Start of RECORDS TO PROCESS

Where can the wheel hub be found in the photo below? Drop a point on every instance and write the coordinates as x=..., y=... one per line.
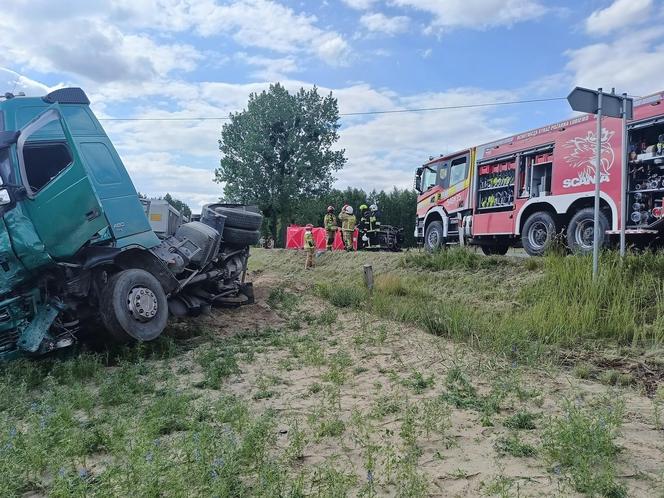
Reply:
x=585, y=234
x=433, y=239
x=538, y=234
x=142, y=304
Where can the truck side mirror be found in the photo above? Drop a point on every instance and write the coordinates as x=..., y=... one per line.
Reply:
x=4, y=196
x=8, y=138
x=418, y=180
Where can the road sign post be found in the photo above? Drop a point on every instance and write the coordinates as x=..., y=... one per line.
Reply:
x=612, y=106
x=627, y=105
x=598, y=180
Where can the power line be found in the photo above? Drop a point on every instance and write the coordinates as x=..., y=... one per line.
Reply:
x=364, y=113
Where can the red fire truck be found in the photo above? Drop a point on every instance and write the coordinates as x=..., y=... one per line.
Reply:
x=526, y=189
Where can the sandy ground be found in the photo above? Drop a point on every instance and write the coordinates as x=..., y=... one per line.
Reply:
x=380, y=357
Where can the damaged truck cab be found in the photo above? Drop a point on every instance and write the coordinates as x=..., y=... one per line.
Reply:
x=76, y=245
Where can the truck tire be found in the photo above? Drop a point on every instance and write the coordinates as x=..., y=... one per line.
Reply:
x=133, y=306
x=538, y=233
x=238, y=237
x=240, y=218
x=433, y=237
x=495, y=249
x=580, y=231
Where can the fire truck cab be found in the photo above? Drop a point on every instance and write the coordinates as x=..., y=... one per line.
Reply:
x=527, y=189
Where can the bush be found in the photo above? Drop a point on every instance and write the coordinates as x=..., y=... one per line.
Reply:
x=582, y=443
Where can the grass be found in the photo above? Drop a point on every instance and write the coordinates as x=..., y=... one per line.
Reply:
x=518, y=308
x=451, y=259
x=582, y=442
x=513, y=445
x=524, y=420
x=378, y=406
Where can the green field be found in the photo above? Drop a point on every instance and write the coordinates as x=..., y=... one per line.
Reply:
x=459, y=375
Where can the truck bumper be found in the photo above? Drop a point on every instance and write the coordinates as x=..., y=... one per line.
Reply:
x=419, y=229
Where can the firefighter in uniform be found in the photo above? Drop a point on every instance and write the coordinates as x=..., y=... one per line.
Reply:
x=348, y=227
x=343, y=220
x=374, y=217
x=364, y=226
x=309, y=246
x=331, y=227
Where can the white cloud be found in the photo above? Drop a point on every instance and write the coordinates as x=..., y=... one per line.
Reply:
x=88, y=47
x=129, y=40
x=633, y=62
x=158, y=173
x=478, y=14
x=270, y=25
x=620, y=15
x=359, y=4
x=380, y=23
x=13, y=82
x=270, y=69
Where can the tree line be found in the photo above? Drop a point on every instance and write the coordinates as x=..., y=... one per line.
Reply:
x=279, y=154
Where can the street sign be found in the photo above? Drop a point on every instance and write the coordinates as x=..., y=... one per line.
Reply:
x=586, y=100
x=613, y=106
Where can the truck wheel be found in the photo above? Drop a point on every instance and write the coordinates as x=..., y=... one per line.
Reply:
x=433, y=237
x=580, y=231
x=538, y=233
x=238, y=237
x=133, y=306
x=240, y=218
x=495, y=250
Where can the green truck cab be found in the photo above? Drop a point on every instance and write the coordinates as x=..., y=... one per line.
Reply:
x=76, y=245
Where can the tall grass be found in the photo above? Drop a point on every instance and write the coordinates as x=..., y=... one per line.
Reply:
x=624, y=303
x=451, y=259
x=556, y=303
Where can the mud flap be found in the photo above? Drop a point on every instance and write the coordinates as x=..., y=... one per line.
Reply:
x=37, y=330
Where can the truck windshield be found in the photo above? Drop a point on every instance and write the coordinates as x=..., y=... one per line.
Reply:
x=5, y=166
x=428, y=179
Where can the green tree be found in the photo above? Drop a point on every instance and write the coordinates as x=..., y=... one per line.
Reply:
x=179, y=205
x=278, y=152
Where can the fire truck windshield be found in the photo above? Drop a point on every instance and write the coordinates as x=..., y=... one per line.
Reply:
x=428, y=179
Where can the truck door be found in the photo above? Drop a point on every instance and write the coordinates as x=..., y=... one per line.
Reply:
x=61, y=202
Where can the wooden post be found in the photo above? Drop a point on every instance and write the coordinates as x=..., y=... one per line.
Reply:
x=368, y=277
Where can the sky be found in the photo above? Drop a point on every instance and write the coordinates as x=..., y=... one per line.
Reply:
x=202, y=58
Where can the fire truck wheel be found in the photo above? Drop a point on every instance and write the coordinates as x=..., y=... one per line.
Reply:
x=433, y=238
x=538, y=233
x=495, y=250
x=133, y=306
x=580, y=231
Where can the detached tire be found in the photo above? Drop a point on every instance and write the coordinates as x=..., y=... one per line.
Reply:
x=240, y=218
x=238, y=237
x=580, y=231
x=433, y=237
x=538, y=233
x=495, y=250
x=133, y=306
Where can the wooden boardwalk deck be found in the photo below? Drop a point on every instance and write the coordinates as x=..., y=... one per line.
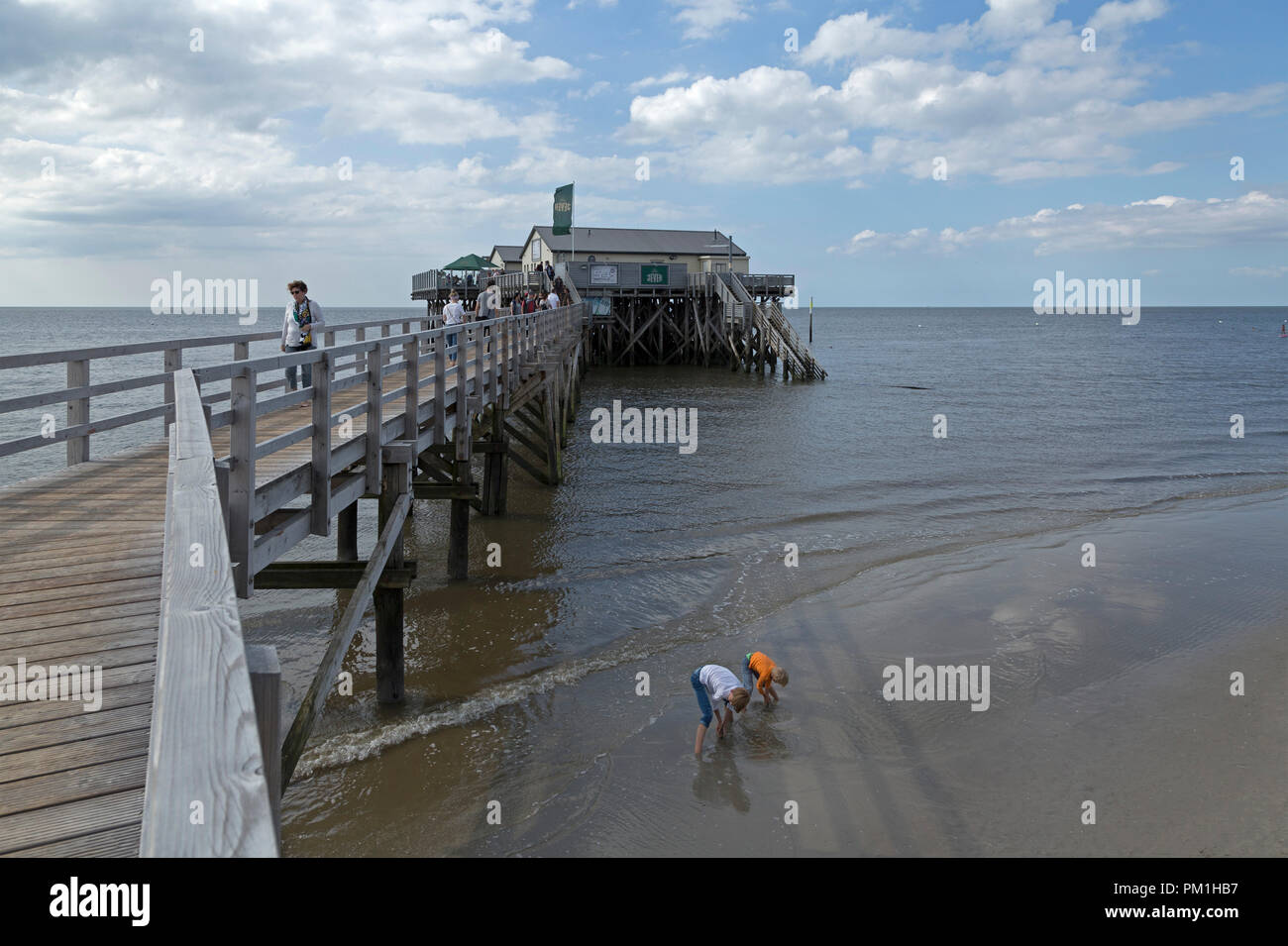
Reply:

End of RECORDS TO PROCESS
Start of RECORDS TO PROCESS

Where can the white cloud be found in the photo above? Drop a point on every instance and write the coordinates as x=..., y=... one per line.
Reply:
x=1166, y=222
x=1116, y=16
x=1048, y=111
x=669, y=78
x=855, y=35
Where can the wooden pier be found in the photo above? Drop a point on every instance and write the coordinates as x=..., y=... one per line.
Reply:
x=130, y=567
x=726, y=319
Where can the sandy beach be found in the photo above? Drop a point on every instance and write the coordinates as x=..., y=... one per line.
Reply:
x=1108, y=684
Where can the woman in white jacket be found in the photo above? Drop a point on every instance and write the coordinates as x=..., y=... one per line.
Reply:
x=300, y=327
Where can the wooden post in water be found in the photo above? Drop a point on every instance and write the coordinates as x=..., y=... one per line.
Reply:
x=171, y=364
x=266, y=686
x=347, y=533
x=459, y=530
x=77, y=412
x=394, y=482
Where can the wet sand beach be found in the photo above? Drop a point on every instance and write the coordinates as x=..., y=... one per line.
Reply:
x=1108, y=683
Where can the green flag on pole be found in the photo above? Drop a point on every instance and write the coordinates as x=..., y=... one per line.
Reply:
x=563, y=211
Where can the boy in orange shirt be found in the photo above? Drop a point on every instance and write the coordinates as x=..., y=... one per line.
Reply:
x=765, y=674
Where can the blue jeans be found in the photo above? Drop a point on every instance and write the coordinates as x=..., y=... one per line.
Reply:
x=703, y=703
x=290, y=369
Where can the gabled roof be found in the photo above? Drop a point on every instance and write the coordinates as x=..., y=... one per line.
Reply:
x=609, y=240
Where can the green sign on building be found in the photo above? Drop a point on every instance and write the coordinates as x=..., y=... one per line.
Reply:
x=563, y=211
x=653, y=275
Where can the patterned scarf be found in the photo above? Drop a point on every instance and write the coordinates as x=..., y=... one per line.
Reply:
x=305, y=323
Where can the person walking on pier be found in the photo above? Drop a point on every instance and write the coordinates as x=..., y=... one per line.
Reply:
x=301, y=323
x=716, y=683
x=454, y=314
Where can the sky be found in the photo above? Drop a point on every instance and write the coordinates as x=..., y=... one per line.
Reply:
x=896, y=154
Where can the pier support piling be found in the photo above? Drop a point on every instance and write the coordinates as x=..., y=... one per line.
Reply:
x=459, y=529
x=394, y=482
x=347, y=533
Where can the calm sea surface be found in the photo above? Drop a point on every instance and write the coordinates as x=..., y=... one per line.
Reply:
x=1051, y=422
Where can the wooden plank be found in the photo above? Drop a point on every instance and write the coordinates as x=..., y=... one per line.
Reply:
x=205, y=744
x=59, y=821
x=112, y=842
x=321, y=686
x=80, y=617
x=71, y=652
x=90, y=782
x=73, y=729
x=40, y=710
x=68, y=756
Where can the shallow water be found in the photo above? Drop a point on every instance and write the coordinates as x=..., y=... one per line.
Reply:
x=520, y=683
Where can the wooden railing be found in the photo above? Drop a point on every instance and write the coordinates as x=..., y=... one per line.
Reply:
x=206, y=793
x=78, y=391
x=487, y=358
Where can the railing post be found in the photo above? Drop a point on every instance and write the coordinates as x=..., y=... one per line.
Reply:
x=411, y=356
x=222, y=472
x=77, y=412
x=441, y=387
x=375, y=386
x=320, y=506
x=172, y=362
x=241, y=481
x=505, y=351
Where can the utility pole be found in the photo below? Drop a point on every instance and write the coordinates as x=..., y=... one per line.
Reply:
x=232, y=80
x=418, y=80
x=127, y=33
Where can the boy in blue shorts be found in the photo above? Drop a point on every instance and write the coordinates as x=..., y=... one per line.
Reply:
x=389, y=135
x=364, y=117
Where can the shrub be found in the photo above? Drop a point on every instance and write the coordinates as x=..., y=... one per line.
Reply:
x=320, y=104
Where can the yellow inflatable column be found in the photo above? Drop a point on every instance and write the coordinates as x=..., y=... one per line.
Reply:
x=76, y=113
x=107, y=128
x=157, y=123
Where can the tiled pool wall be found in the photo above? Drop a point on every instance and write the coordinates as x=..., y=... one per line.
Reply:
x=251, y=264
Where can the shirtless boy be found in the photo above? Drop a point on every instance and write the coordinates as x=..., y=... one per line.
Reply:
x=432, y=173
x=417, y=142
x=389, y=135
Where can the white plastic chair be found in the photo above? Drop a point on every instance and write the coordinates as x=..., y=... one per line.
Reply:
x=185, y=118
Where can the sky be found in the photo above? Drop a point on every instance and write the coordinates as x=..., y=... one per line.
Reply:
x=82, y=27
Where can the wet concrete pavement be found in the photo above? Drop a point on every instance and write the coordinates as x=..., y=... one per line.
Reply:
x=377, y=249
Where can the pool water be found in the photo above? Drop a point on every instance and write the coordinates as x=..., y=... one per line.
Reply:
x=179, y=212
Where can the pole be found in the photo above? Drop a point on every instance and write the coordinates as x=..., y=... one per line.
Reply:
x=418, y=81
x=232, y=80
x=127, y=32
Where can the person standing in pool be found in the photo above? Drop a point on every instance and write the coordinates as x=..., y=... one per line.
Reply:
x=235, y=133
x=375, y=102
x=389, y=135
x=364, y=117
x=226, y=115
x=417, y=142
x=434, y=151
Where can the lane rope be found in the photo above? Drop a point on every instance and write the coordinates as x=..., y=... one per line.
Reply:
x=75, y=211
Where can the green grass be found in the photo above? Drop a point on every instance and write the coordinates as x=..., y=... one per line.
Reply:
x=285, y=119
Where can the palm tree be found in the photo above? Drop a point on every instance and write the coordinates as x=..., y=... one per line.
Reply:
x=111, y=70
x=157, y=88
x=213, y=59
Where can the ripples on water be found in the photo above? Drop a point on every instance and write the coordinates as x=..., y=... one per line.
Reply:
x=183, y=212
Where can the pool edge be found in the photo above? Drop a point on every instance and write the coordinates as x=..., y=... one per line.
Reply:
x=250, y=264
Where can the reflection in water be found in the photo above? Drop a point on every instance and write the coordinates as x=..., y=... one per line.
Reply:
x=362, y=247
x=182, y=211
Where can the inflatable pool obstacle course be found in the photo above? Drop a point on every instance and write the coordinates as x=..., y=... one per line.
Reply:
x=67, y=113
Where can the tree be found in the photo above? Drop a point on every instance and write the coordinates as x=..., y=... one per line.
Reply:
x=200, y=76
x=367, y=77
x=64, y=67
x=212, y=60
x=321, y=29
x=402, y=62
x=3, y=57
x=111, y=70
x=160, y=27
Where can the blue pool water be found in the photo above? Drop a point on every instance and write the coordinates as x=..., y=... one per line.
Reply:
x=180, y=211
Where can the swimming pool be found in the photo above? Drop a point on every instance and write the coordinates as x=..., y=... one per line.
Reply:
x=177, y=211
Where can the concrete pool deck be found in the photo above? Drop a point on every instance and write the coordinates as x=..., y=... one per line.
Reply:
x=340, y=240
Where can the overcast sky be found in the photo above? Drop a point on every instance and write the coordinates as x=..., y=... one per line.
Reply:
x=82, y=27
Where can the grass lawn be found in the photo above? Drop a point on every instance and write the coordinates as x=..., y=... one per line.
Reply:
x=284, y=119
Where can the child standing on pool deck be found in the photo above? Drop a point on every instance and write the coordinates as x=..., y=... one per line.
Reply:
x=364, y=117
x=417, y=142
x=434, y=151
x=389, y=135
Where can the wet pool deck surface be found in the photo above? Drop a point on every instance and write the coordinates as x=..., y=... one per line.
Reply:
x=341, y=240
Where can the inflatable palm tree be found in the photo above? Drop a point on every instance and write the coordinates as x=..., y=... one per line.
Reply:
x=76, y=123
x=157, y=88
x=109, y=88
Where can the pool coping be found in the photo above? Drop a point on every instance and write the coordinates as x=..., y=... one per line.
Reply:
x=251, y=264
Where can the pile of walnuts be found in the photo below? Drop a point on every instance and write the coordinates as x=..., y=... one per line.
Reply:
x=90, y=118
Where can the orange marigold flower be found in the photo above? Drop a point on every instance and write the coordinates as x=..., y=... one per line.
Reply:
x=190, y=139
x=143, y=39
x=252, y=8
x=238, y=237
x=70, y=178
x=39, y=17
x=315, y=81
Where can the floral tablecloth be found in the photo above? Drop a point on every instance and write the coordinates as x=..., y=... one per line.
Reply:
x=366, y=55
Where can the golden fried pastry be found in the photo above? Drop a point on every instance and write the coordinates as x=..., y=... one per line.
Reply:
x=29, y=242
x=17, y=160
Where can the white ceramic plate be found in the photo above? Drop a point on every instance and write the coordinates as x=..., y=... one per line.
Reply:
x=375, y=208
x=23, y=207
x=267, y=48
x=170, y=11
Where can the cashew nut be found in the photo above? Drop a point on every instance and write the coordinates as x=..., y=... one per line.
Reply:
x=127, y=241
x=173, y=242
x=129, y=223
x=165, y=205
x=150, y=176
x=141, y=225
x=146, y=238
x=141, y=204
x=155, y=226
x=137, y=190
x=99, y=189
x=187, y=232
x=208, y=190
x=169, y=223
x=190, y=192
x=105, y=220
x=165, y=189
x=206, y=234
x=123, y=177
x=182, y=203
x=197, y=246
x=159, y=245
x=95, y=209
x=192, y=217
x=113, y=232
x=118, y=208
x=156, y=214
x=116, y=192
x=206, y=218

End of RECORDS TO PROCESS
Start of RECORDS TO PROCESS

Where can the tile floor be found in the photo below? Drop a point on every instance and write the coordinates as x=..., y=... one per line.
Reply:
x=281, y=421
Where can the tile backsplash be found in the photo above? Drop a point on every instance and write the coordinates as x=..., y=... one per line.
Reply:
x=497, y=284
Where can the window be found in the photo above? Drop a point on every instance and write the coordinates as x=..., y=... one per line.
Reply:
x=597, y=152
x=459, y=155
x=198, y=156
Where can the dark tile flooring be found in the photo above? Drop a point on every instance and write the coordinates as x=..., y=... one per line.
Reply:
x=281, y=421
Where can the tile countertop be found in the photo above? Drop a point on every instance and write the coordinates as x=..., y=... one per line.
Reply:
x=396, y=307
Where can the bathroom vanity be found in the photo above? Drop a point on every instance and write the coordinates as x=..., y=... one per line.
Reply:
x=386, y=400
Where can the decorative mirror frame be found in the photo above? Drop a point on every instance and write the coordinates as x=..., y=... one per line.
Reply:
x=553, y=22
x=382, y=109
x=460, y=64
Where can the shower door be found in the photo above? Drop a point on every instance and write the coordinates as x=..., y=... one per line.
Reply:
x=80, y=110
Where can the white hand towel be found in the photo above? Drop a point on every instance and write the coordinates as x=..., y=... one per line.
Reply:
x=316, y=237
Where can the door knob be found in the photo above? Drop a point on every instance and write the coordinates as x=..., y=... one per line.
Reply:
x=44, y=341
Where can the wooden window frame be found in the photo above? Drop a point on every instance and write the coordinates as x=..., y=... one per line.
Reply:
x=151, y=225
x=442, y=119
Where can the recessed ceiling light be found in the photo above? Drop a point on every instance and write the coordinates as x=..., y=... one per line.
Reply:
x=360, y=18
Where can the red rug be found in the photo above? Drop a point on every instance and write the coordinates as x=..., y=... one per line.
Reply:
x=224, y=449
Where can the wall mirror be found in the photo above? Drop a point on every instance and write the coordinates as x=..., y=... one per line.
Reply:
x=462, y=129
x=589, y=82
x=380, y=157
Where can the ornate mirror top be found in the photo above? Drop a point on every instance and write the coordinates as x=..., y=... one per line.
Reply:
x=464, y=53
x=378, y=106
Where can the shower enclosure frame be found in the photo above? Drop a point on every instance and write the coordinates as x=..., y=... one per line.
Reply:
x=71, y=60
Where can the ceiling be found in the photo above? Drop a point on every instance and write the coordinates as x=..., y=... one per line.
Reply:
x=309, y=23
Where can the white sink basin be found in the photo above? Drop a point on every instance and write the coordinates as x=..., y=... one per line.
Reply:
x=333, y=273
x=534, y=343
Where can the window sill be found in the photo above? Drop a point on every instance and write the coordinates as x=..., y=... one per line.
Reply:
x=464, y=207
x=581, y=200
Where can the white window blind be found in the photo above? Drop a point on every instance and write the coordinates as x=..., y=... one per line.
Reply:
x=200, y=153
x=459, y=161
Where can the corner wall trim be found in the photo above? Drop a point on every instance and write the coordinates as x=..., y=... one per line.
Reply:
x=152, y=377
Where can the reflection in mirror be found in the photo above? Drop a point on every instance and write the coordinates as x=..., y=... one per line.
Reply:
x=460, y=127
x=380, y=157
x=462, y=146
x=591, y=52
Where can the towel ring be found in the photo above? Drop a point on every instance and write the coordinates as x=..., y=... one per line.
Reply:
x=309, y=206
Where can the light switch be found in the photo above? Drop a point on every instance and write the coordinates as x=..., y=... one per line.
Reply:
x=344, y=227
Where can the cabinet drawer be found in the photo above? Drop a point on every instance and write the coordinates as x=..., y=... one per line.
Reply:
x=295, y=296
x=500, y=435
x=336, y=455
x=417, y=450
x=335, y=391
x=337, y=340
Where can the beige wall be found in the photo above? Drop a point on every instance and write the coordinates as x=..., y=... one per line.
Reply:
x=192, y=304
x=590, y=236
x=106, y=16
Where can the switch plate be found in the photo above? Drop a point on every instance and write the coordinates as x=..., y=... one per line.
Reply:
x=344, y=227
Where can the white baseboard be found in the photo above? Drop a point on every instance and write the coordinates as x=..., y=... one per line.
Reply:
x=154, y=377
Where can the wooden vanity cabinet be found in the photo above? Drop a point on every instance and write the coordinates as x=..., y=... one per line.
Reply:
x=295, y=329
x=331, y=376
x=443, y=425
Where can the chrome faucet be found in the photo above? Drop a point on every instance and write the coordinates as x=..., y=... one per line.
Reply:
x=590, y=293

End of RECORDS TO PROCESS

● **GOAL OF THE EXERCISE**
Retype the portion of the data above that starts on the line with "Where can the truck door" and finishes on the line with "Where can the fire truck wheel", including both of those lines.

● **EXERCISE ANSWER**
Where can the truck door be found in the photo above? Drop a point on every instance and write the coordinates as x=..., y=... one per line.
Reply:
x=61, y=202
Where can the wooden post be found in the photo above? Drop a point on every instance and write the coordinates as x=..., y=... one per line.
Reply:
x=368, y=277
Where can the sky be found in the photo above? Drop a point on every instance and write the coordinates as x=..., y=... one per line.
Reply:
x=202, y=58
Where can the fire truck wheel be found in the photo above? Drop a point on every instance and write the coordinates as x=..., y=... one per line.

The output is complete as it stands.